#### Task statement
Reproduce verbatim the portion of the material below that begins with the line containing "Provide the polygon of every instance of the yellow" and ends with the line containing "Segment each instance of the yellow", including both of those lines.

--- BEGIN Information shown ---

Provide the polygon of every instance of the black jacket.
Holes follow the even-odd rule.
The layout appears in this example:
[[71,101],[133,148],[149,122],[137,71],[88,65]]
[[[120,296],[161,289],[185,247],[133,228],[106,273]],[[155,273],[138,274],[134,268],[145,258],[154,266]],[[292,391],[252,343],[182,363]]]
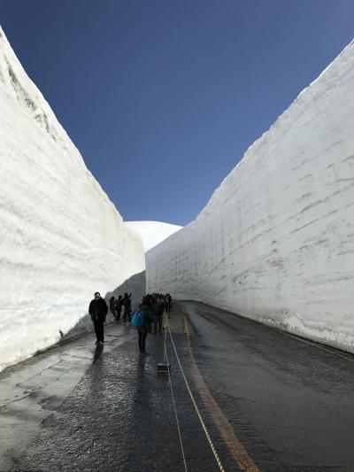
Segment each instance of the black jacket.
[[91,300],[88,306],[88,313],[91,315],[93,321],[105,321],[105,317],[108,313],[108,306],[104,298],[94,298]]

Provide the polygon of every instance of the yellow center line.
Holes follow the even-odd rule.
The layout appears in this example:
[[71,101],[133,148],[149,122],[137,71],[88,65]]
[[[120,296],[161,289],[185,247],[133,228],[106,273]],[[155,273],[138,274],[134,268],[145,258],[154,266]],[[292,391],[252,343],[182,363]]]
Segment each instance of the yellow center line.
[[215,426],[224,440],[224,443],[227,446],[233,460],[237,464],[238,468],[241,468],[241,470],[246,470],[247,472],[259,472],[258,468],[255,465],[251,458],[247,453],[246,449],[241,444],[230,422],[226,418],[215,398],[210,392],[203,375],[199,371],[199,368],[196,365],[196,361],[192,351],[189,321],[186,317],[184,317],[184,334],[192,363],[192,375],[196,388],[198,389],[203,402],[208,408]]

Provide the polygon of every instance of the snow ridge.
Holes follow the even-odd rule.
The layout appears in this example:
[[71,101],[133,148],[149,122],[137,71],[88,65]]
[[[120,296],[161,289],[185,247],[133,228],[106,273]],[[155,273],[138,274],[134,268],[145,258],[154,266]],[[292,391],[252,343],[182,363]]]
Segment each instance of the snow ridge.
[[354,42],[147,253],[149,290],[354,352]]
[[145,262],[1,29],[0,110],[1,370],[90,325],[94,291],[140,298]]

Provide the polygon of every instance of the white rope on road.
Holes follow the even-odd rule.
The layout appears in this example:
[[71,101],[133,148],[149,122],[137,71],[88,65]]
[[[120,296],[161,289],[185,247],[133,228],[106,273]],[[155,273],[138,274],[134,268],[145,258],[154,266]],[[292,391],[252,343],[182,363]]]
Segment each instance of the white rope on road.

--- END Information shown ---

#### Result of this exercise
Provide the polygon of every instance of the yellow center line.
Holes follow the even-odd rule.
The layout appears in this example:
[[71,101],[133,148],[149,122],[137,71],[88,65]]
[[[120,296],[161,289],[185,247],[133,228],[106,273]],[[155,273],[138,274],[134,268],[145,258],[154,266]],[[292,391],[252,343],[182,363]]]
Segment each instance of the yellow center line.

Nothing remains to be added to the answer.